(Work required)
Reproduce the entries verbatim, from their first line through the line containing "Outlines of the", both ends included.

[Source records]
──────
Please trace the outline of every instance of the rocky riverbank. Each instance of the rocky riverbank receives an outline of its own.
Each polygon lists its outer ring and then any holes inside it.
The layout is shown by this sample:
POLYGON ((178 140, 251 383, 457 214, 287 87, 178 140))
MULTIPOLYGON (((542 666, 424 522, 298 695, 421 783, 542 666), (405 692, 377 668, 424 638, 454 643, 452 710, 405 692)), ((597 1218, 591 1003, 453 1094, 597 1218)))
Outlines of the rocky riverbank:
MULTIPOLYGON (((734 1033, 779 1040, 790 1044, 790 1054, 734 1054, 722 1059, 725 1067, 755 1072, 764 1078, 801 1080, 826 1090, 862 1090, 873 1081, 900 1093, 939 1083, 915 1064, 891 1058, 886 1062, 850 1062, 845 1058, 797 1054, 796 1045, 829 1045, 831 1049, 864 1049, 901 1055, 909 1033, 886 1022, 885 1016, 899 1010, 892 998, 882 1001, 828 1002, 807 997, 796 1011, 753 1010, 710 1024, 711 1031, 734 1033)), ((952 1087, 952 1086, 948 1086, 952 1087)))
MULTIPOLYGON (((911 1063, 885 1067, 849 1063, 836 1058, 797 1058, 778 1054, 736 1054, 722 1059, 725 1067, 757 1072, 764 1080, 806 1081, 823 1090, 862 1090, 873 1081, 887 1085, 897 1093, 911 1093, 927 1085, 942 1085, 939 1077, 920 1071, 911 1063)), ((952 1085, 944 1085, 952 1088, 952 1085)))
──────
(Output for this task)
Please trace the outline of every instance of the rocky riverbank. Each instance of the rocky riverbank receives an outline of its own.
Each polygon lists its outer ring and then any holes inside it.
The layout is shown by this sample:
POLYGON ((178 140, 251 383, 457 214, 287 87, 178 140))
MULTIPOLYGON (((542 666, 424 522, 298 695, 421 783, 542 666), (405 692, 377 668, 424 638, 454 643, 452 710, 405 692)), ((597 1218, 591 1003, 453 1094, 597 1218)))
Outlines of the rocky riverbank:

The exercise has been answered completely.